• Excerpted passage:
In life, people come and go. Even things that used to be in the rage and of places that used to be bustling with people, over time popularity may dwindle, things take a toll by the harsh realities of time but memories are not meant to be broken. There are people who may do things that upset you and practically make your life a living hell but there are also others who are basically real life angels. Sadly, the rapid changing world has made many people cold hearted and instead of doing some self-reflection on how they could be better, they choose to blame it on other people.

When you hear them talk, all you can think about is how the world doesn't revolve around them. Don't always expect people to bend over backwards for you for your own benefits. Fortunately, there are still others who are rational, supporting and caring enough to be there for your in times of your need and to support you in every step you take. 

I do have such people in life and one of them is a friend, not just to me, but to many others. Her birthday is coming up soon and we did a small celebratory lunch with her before sitting down about two hours later to pass her the gifts, and ahem..for me to take the opportunity for a selfie with her.

• Problem set:
a. In the passage on friendship, why did the writer and the friend sit down about two hours after the celebratory lunch? Answer in one to three sentences.
b. Answer these questions about the passage on friendship, one line each:
(i) According to the passage, what has made many people cold hearted?
(ii) When the writer hears such people talk, what comes to mind?
(iii) What kind of meal did the writer and others have with the friend?
c. Reproduce the passage on friendship word for word, from "I do have such" up to and including "selfie with her.".

• Data provided:
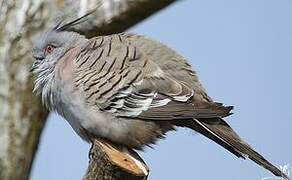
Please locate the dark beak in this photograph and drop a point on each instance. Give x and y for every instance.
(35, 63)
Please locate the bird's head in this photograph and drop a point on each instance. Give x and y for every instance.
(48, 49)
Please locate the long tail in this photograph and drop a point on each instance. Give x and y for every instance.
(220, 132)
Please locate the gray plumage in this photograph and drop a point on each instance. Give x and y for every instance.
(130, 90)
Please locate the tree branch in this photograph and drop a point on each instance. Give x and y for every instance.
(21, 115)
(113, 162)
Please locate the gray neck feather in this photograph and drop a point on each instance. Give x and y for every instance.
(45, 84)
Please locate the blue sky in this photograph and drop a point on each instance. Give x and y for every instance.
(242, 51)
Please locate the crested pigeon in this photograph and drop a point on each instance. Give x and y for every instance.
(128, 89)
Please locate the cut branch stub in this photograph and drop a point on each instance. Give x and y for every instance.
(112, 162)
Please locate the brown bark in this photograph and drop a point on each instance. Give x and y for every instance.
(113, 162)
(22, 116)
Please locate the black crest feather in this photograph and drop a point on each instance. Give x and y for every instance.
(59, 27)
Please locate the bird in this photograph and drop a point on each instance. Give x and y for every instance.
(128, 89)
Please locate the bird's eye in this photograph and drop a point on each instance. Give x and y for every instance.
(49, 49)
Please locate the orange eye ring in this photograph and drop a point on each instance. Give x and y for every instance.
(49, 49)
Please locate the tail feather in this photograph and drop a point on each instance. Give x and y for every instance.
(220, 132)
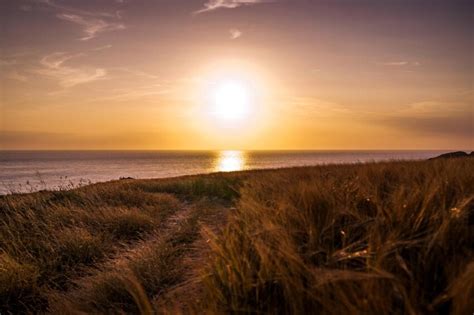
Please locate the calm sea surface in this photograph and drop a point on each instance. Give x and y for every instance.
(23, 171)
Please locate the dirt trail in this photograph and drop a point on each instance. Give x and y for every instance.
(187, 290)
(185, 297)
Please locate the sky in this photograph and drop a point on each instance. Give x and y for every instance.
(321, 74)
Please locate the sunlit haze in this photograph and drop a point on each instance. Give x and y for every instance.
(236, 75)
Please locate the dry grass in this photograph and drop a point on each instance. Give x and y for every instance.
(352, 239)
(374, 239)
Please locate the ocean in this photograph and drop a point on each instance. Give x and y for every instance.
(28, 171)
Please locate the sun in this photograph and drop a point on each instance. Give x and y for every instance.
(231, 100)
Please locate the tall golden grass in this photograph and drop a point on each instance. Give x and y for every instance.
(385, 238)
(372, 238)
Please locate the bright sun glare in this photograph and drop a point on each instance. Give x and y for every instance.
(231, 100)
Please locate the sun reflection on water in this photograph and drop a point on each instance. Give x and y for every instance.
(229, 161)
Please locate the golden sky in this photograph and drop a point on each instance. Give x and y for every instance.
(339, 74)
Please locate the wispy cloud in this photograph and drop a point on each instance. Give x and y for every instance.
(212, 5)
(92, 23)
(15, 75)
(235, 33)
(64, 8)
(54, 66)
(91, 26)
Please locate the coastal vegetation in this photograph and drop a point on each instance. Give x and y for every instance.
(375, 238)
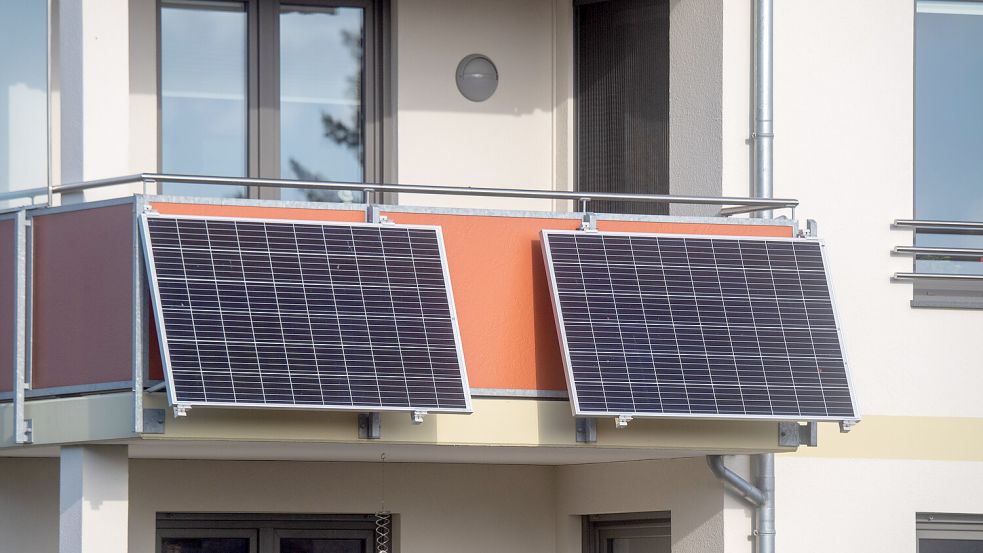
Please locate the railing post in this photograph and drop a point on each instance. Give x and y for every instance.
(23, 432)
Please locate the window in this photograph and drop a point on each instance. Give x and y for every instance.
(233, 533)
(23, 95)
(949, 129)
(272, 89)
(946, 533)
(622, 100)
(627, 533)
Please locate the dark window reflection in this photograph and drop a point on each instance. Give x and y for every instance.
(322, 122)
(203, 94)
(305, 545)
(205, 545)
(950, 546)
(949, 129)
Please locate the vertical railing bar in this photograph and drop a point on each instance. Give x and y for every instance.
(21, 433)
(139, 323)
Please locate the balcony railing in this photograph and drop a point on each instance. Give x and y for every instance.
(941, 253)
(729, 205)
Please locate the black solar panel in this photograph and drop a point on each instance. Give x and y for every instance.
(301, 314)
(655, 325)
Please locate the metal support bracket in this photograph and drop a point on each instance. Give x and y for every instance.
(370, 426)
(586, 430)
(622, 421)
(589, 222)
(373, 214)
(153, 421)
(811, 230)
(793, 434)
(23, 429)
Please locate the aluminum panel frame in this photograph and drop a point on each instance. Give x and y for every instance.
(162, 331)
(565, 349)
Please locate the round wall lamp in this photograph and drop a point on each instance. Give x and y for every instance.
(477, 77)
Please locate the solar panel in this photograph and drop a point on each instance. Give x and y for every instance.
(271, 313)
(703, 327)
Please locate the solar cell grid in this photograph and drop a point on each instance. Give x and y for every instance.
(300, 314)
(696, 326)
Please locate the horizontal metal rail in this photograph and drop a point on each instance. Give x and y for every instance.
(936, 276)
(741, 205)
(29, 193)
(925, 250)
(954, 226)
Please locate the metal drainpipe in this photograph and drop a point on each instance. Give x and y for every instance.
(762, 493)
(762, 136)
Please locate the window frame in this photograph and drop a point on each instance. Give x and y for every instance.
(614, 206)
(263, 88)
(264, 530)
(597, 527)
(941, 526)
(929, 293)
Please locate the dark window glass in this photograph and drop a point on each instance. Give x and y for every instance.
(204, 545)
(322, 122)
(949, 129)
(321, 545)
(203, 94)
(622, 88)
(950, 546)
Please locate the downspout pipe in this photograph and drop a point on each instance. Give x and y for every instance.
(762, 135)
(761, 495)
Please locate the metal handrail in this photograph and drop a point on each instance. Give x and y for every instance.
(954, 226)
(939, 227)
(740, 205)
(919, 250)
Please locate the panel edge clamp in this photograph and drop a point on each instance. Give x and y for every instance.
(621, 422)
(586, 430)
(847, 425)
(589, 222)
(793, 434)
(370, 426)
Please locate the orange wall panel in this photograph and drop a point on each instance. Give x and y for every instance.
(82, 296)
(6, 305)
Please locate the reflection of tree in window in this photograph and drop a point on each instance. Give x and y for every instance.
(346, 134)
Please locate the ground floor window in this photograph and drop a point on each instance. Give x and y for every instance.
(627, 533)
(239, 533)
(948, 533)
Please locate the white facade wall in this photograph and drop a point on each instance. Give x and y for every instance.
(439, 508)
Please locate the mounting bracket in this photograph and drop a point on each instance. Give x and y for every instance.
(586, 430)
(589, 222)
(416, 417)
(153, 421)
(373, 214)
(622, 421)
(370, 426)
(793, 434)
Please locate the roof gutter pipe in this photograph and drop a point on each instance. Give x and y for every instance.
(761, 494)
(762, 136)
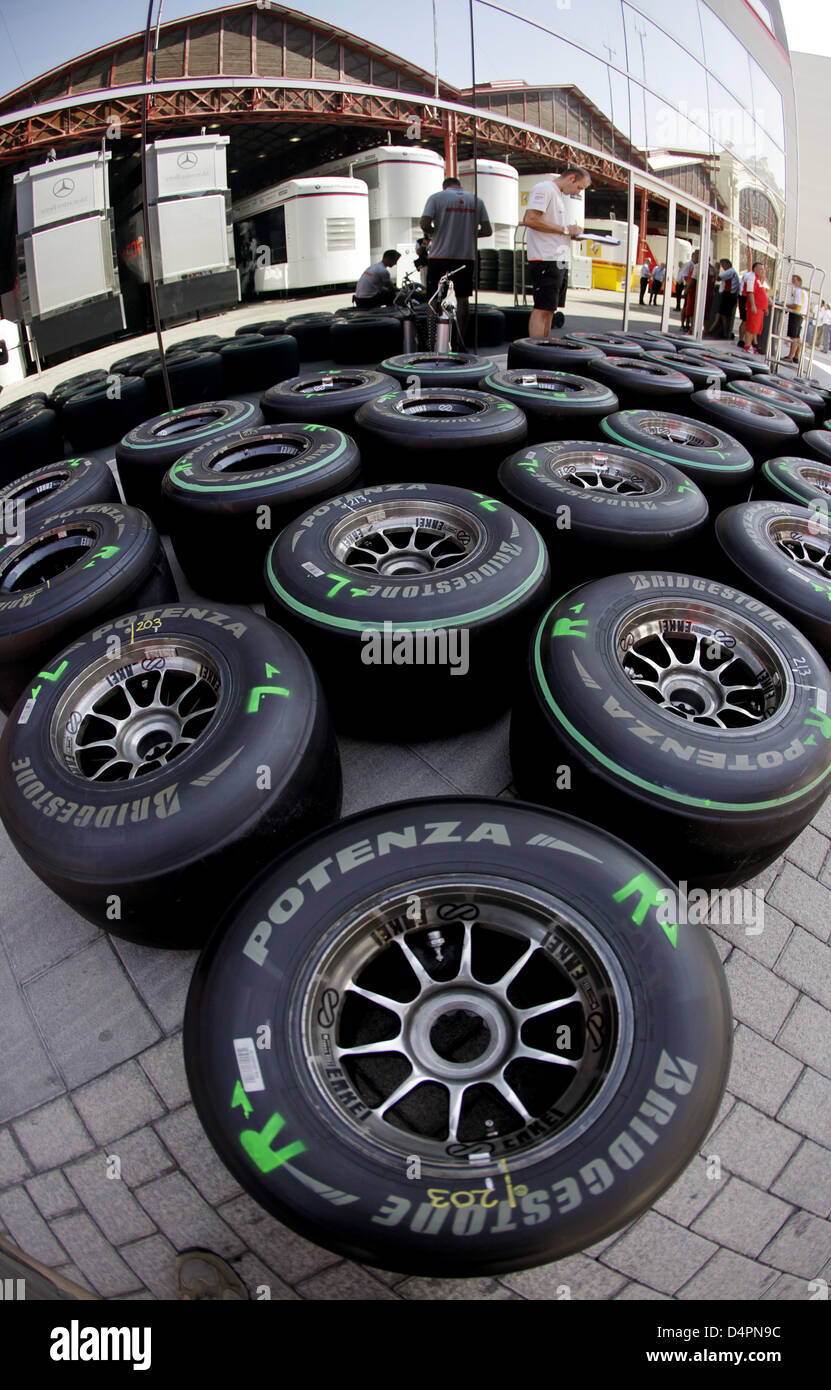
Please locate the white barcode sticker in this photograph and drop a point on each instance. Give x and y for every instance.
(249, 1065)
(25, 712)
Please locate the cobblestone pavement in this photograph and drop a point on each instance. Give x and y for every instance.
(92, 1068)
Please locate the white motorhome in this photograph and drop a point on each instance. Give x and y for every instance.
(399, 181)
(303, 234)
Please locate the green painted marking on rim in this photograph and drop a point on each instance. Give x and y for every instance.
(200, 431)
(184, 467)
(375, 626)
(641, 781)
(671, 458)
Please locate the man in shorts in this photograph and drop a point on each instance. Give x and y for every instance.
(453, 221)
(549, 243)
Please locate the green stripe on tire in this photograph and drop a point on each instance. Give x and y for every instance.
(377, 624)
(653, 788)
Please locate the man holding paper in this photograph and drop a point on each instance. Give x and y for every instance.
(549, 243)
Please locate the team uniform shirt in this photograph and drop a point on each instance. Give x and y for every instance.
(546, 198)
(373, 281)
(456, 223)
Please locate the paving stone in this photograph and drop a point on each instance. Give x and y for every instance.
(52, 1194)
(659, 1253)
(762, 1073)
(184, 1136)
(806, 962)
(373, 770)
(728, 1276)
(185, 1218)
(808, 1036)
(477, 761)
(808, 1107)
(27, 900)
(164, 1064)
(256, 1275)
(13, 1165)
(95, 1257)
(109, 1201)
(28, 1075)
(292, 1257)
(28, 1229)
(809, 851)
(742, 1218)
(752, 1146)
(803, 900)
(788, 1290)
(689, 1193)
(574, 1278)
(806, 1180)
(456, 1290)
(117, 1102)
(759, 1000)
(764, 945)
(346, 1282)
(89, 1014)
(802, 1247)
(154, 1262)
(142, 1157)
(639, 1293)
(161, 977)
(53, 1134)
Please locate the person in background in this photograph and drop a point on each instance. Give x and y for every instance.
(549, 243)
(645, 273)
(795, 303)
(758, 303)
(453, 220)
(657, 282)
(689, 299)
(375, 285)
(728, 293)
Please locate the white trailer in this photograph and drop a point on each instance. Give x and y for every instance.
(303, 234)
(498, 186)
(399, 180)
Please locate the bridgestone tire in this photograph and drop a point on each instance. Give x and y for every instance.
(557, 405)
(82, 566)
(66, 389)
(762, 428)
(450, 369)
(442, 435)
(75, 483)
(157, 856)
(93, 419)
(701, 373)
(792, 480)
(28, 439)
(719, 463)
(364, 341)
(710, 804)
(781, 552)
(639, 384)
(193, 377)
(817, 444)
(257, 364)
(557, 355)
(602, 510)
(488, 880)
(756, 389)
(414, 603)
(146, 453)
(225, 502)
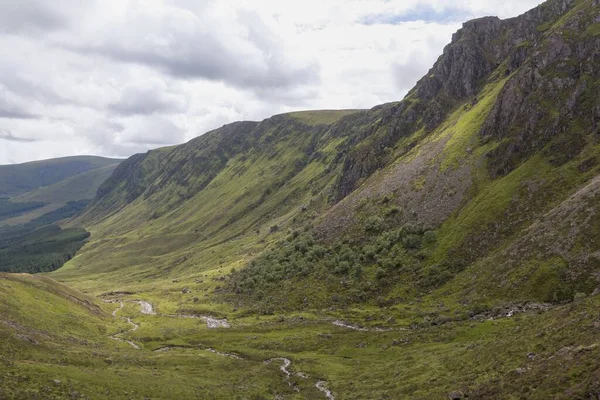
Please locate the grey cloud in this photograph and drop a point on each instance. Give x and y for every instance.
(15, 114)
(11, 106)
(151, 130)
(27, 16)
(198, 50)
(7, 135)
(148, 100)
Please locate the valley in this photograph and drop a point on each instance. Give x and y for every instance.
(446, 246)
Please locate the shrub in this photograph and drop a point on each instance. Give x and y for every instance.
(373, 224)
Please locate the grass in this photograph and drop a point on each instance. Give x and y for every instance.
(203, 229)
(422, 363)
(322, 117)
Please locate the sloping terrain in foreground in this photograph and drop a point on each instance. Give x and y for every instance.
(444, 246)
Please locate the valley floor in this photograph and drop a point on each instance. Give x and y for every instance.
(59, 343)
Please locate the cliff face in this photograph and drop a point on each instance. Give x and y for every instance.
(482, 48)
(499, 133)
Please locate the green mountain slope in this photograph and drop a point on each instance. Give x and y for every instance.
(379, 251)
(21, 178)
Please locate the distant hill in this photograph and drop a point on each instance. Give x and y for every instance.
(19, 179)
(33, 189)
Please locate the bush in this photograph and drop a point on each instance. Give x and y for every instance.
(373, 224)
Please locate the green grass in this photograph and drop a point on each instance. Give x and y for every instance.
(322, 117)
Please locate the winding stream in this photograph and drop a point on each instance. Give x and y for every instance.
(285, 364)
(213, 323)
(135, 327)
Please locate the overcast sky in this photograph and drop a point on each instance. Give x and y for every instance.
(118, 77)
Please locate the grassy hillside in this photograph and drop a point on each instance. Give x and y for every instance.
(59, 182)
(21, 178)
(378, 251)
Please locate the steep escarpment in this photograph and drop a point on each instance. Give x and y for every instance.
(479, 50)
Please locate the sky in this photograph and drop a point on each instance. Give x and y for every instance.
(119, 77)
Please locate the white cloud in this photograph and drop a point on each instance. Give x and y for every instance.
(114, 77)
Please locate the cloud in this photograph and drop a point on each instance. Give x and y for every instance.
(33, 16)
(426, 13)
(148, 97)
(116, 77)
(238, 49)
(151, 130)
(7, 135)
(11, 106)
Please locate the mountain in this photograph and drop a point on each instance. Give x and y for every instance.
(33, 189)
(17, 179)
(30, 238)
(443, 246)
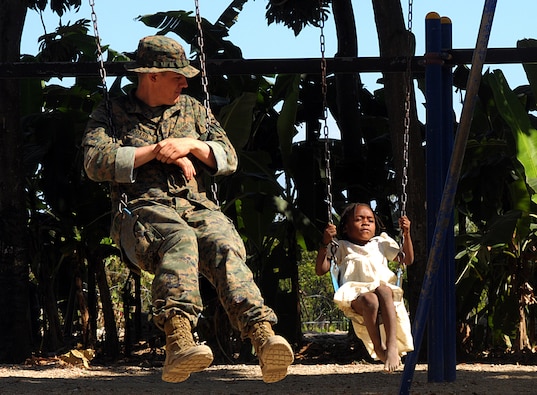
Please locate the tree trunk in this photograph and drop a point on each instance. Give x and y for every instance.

• Results for the exercise:
a. They sat down to give her the gifts. The writer also used the moment to take a selfie with her.

b.
(i) The rapidly changing world.
(ii) That the world doesn't revolve around them.
(iii) A small celebratory lunch.

c.
I do have such people in life and one of them is a friend, not just to me, but to many others. Her birthday is coming up soon and we did a small celebratory lunch with her before sitting down about two hours later to pass her the gifts, and ahem..for me to take the opportunity for a selfie with her.